**EXERCISE**
Could you copy every line in the listing below that has the word "polka"?

### DATA FOR PROCESSING ###

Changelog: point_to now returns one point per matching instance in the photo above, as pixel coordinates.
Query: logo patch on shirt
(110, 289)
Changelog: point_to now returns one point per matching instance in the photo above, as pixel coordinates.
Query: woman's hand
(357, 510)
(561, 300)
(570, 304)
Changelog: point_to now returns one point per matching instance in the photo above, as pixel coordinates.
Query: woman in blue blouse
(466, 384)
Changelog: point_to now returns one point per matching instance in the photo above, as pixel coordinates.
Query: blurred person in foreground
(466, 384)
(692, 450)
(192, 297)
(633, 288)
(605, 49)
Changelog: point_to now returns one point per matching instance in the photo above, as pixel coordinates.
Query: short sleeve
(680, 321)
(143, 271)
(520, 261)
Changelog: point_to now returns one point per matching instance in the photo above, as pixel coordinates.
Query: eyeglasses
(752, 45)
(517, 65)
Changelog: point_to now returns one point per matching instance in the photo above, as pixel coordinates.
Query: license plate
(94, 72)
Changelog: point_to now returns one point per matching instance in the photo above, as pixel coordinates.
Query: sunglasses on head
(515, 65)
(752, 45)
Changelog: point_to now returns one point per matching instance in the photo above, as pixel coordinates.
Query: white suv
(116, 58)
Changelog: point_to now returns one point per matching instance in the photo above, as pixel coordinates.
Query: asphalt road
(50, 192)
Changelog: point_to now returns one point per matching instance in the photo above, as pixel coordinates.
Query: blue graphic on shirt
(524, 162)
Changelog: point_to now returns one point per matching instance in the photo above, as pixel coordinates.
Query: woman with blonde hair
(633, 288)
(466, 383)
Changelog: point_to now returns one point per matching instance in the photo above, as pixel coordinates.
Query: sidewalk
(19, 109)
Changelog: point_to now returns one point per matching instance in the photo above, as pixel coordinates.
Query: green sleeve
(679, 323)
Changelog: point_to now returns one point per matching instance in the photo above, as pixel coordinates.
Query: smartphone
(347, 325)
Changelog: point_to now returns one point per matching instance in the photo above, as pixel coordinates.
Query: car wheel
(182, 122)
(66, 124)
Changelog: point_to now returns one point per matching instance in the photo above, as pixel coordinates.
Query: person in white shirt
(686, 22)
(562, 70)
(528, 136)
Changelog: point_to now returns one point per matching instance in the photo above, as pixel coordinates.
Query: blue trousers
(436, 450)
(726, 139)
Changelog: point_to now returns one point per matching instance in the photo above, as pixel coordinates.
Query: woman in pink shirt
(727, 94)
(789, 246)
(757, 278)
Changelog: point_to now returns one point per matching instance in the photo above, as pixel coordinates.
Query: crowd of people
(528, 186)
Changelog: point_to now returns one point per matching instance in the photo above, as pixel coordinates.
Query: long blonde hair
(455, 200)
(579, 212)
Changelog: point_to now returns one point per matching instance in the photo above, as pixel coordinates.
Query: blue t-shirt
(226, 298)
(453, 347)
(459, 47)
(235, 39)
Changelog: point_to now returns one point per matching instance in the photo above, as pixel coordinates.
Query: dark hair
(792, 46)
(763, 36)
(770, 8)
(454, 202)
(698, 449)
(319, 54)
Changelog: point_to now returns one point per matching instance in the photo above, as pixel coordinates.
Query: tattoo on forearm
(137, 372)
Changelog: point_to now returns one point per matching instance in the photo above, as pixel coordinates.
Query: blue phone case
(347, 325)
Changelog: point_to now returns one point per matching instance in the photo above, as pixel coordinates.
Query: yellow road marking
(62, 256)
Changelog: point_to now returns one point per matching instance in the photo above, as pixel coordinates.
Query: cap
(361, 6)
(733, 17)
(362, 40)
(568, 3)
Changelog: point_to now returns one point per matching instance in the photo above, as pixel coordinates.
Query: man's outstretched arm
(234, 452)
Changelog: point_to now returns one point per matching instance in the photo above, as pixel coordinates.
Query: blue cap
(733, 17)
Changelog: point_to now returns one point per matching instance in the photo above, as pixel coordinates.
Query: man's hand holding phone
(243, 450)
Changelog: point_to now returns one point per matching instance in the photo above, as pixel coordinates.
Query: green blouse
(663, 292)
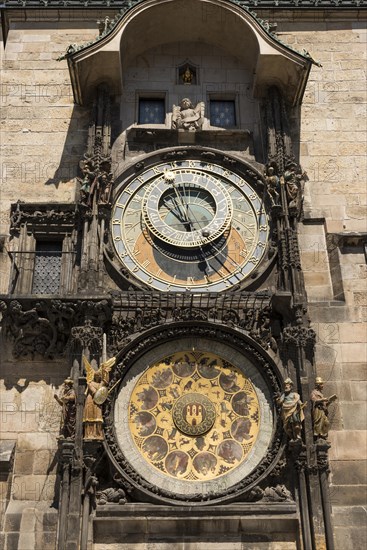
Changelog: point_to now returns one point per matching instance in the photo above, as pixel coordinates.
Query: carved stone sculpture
(114, 495)
(291, 411)
(279, 493)
(272, 185)
(92, 414)
(320, 410)
(187, 117)
(67, 401)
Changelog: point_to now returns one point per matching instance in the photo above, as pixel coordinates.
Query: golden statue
(97, 381)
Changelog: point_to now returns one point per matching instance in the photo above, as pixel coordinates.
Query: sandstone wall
(333, 153)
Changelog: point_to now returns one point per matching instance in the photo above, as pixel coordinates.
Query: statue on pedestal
(97, 381)
(320, 410)
(291, 411)
(187, 117)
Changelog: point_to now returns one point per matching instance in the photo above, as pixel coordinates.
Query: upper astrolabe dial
(189, 225)
(185, 209)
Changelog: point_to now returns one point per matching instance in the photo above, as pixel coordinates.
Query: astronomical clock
(190, 225)
(192, 415)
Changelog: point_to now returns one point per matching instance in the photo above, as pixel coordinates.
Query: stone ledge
(227, 523)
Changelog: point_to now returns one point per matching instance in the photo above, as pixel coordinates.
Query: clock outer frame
(252, 174)
(216, 491)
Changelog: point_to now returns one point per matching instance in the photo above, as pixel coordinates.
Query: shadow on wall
(74, 147)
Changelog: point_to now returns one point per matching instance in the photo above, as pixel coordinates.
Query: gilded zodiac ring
(193, 414)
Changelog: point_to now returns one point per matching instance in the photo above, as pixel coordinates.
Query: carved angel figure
(92, 414)
(187, 117)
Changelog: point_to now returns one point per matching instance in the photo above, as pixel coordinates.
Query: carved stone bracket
(299, 336)
(40, 216)
(96, 180)
(87, 336)
(279, 493)
(44, 327)
(322, 450)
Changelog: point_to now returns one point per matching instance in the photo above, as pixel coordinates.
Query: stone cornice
(125, 4)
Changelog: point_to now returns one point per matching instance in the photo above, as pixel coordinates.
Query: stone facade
(44, 136)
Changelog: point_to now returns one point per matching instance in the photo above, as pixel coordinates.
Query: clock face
(193, 416)
(189, 225)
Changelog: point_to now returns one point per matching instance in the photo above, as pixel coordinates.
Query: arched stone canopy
(218, 22)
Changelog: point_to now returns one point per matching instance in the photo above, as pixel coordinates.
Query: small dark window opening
(152, 111)
(47, 267)
(222, 113)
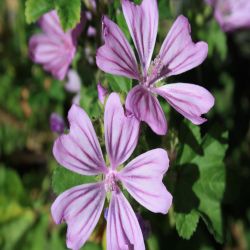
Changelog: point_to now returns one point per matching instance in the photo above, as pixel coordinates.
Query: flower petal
(142, 22)
(116, 56)
(121, 131)
(54, 54)
(188, 99)
(80, 151)
(179, 53)
(142, 177)
(80, 207)
(145, 106)
(123, 229)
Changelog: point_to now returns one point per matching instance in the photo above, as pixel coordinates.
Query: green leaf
(216, 39)
(186, 224)
(10, 184)
(64, 179)
(152, 243)
(69, 12)
(119, 83)
(12, 231)
(36, 8)
(201, 169)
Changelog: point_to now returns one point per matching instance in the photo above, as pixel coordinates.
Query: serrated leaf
(119, 83)
(36, 8)
(69, 13)
(64, 179)
(186, 224)
(204, 155)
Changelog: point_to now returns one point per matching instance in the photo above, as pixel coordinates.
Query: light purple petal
(116, 56)
(91, 32)
(231, 14)
(54, 49)
(76, 99)
(80, 151)
(179, 53)
(142, 22)
(123, 229)
(142, 177)
(73, 84)
(188, 99)
(121, 131)
(145, 106)
(80, 207)
(55, 55)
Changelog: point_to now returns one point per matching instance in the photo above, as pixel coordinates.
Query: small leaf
(201, 169)
(64, 179)
(36, 8)
(119, 83)
(186, 224)
(69, 13)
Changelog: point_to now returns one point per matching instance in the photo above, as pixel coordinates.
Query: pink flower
(177, 55)
(54, 48)
(102, 92)
(231, 14)
(81, 206)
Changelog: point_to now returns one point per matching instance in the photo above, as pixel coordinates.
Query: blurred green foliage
(209, 174)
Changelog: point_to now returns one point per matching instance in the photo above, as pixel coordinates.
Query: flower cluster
(79, 151)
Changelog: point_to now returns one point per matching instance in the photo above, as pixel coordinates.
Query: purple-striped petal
(54, 49)
(142, 177)
(80, 207)
(179, 53)
(145, 107)
(80, 151)
(116, 56)
(121, 131)
(55, 55)
(188, 99)
(123, 229)
(142, 22)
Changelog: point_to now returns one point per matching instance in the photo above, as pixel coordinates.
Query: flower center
(111, 181)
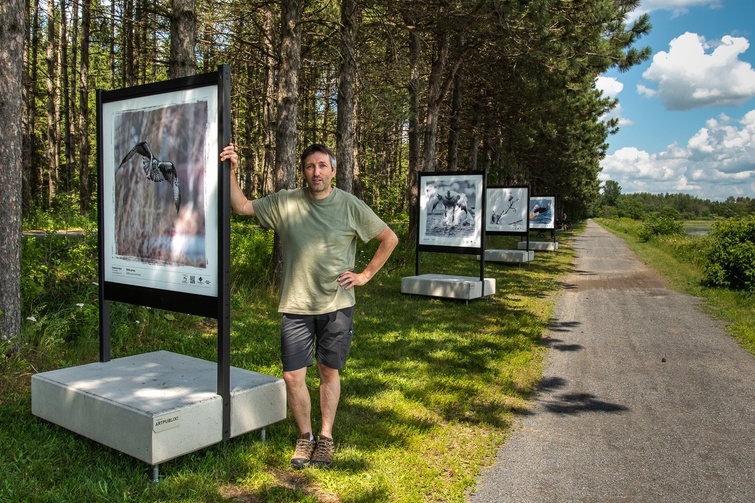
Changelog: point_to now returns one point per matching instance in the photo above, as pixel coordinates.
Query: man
(317, 226)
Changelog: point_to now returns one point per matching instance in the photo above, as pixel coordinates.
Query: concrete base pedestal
(511, 256)
(448, 286)
(155, 406)
(539, 245)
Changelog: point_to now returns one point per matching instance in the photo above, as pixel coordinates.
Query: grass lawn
(678, 258)
(428, 395)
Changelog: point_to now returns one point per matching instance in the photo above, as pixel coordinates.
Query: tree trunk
(345, 129)
(268, 114)
(30, 169)
(11, 88)
(288, 100)
(455, 126)
(414, 145)
(435, 92)
(65, 95)
(83, 121)
(52, 110)
(183, 61)
(288, 95)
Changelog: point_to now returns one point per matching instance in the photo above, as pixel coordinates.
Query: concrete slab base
(155, 406)
(514, 256)
(448, 286)
(539, 245)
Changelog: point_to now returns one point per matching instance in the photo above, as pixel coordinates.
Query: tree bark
(11, 89)
(30, 169)
(268, 114)
(84, 193)
(183, 61)
(346, 129)
(53, 131)
(414, 138)
(288, 100)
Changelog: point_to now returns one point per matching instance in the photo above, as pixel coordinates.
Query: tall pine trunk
(11, 89)
(53, 131)
(83, 120)
(288, 101)
(183, 61)
(346, 129)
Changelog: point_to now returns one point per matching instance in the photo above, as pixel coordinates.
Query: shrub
(660, 226)
(730, 261)
(251, 254)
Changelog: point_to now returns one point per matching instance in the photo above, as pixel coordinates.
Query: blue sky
(687, 115)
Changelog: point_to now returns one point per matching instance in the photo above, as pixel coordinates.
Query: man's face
(318, 173)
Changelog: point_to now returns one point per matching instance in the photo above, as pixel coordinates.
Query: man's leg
(297, 340)
(298, 398)
(330, 394)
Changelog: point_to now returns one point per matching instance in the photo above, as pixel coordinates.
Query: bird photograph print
(507, 209)
(160, 184)
(450, 207)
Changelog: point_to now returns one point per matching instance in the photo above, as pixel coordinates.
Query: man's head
(318, 165)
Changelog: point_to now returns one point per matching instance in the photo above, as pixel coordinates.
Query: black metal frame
(217, 307)
(455, 249)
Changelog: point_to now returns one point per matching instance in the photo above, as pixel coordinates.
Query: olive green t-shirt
(318, 241)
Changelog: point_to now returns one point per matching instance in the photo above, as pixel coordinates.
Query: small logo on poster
(168, 422)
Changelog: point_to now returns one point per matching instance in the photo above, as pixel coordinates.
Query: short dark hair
(318, 147)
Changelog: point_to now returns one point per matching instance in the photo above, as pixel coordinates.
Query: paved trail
(643, 399)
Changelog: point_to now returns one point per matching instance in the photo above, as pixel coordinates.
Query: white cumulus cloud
(717, 162)
(695, 73)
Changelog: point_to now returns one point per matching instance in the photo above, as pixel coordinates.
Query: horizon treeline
(397, 88)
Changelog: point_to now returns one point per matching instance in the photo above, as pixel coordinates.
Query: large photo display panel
(451, 210)
(159, 172)
(542, 212)
(507, 209)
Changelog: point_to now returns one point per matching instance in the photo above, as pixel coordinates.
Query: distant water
(697, 230)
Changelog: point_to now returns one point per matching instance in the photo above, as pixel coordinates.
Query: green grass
(679, 259)
(428, 395)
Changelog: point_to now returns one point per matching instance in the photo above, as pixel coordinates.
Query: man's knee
(294, 378)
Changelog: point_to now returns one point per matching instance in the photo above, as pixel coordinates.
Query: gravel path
(644, 398)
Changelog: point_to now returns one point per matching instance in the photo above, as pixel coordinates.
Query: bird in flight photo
(156, 170)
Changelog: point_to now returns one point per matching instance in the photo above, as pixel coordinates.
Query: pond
(697, 228)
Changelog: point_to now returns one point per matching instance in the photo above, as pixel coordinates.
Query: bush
(251, 254)
(730, 261)
(660, 226)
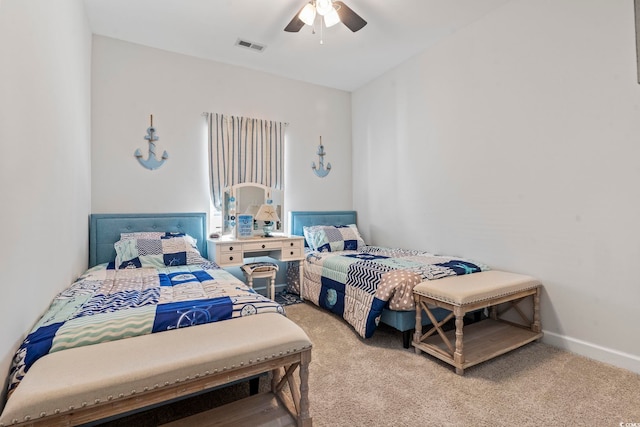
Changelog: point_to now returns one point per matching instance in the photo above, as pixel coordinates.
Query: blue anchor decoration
(321, 171)
(151, 162)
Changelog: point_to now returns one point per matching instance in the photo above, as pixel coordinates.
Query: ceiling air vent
(250, 45)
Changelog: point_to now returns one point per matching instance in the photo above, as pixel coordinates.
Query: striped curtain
(241, 150)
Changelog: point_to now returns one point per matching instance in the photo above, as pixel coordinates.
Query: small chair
(261, 270)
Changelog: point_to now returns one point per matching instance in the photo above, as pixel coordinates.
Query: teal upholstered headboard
(300, 219)
(105, 229)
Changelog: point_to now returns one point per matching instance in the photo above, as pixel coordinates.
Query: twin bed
(149, 273)
(151, 320)
(366, 284)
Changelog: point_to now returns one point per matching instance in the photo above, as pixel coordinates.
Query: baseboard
(602, 354)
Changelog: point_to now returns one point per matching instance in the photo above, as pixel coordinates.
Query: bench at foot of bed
(85, 384)
(486, 339)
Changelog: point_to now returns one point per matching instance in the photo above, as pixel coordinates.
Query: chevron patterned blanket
(105, 304)
(358, 285)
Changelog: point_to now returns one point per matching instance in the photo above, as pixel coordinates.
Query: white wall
(130, 82)
(516, 142)
(45, 57)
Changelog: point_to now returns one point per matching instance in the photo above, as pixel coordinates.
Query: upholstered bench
(84, 384)
(261, 270)
(499, 291)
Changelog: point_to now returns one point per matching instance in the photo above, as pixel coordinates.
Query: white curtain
(243, 149)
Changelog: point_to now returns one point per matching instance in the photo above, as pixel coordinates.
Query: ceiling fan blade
(296, 23)
(352, 20)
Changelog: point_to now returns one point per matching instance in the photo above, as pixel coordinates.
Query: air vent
(250, 45)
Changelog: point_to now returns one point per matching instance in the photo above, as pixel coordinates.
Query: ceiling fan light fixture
(331, 18)
(324, 6)
(308, 14)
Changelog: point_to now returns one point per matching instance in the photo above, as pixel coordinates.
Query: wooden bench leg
(458, 356)
(417, 334)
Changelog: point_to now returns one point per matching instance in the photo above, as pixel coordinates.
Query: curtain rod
(206, 115)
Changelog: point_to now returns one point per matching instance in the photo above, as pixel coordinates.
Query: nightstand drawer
(292, 253)
(262, 246)
(291, 244)
(229, 247)
(230, 259)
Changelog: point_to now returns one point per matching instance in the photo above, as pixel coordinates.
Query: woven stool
(261, 270)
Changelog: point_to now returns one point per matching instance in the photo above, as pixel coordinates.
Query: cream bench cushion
(90, 375)
(477, 287)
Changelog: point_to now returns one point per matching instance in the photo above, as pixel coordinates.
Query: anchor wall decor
(151, 162)
(320, 170)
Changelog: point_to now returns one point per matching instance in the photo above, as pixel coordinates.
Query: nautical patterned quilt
(358, 285)
(105, 304)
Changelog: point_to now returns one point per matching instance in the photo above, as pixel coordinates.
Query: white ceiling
(396, 31)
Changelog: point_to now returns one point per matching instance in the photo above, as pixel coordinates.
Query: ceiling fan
(330, 11)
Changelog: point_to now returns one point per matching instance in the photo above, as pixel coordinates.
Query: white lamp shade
(308, 14)
(267, 213)
(331, 18)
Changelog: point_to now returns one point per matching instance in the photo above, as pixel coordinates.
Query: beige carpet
(376, 382)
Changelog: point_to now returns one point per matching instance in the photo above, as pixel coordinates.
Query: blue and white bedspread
(358, 285)
(106, 305)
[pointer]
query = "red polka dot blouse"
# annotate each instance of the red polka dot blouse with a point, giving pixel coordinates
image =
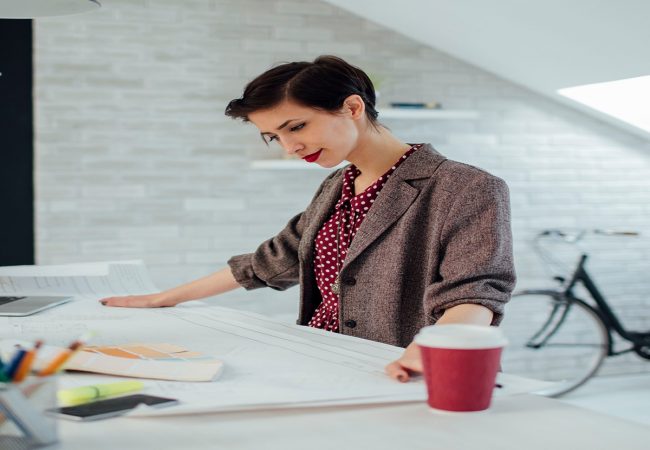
(335, 236)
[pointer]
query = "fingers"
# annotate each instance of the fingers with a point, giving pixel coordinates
(129, 301)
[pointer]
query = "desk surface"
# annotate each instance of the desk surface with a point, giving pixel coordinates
(518, 422)
(514, 422)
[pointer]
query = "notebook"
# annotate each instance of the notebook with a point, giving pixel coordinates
(24, 306)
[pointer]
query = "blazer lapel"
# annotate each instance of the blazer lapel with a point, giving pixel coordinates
(390, 205)
(324, 207)
(395, 198)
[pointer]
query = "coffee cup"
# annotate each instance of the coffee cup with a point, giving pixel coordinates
(460, 365)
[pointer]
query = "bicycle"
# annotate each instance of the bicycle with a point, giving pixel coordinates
(557, 336)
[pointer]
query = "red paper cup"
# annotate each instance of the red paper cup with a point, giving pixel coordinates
(460, 365)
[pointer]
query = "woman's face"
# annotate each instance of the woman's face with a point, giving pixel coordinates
(315, 136)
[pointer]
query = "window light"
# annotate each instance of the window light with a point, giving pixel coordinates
(627, 100)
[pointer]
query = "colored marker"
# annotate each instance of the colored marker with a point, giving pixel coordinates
(11, 368)
(84, 394)
(26, 363)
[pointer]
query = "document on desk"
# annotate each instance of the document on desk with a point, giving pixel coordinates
(83, 279)
(267, 364)
(271, 364)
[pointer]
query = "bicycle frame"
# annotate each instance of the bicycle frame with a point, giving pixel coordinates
(602, 308)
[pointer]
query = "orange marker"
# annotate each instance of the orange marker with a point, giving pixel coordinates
(57, 363)
(26, 363)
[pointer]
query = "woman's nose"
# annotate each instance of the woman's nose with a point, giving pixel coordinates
(292, 147)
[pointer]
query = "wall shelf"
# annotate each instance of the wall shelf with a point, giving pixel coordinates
(417, 113)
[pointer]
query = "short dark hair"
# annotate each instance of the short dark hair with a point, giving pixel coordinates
(323, 84)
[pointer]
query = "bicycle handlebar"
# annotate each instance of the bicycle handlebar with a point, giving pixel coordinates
(574, 236)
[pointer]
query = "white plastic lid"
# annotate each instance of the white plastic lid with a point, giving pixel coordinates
(461, 336)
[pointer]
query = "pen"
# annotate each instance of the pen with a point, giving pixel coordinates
(11, 368)
(3, 377)
(59, 360)
(87, 393)
(26, 364)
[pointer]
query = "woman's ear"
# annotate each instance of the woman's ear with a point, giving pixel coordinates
(354, 106)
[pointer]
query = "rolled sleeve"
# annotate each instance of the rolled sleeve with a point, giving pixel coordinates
(274, 264)
(476, 242)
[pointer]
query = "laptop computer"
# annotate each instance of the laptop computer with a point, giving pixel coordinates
(24, 306)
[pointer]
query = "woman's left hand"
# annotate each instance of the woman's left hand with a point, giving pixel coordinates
(407, 365)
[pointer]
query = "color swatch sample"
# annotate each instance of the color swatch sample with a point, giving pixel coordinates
(161, 351)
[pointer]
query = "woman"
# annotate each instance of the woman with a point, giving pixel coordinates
(400, 239)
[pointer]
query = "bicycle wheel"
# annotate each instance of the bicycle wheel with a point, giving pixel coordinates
(552, 339)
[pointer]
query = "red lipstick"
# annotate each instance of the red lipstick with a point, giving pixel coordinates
(313, 157)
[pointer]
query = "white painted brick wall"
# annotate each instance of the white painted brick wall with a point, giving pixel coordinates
(136, 160)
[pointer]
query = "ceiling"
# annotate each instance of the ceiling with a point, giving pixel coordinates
(543, 45)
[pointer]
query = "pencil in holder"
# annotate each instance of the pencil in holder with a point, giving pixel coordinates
(23, 422)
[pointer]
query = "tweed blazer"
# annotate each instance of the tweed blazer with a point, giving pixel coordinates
(438, 235)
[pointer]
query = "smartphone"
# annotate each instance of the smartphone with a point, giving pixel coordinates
(103, 409)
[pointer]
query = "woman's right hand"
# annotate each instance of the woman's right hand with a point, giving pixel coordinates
(215, 284)
(139, 301)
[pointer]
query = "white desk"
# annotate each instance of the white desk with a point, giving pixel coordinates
(523, 422)
(516, 422)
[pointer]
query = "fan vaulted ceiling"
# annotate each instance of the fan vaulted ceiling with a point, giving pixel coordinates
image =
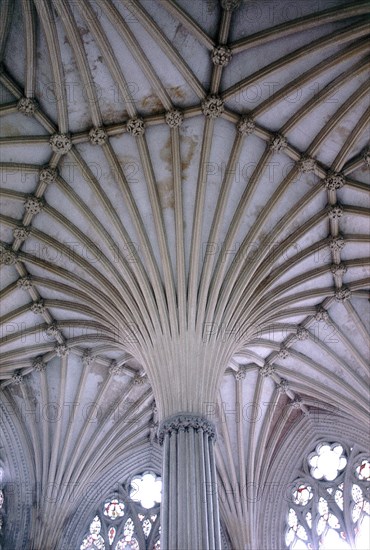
(185, 192)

###

**OUTPUT FOR THIS EXERCISE**
query = "red polka dot blouse"
# annotate each instance of the red polka dot blouse with a point, giving pixel coordinates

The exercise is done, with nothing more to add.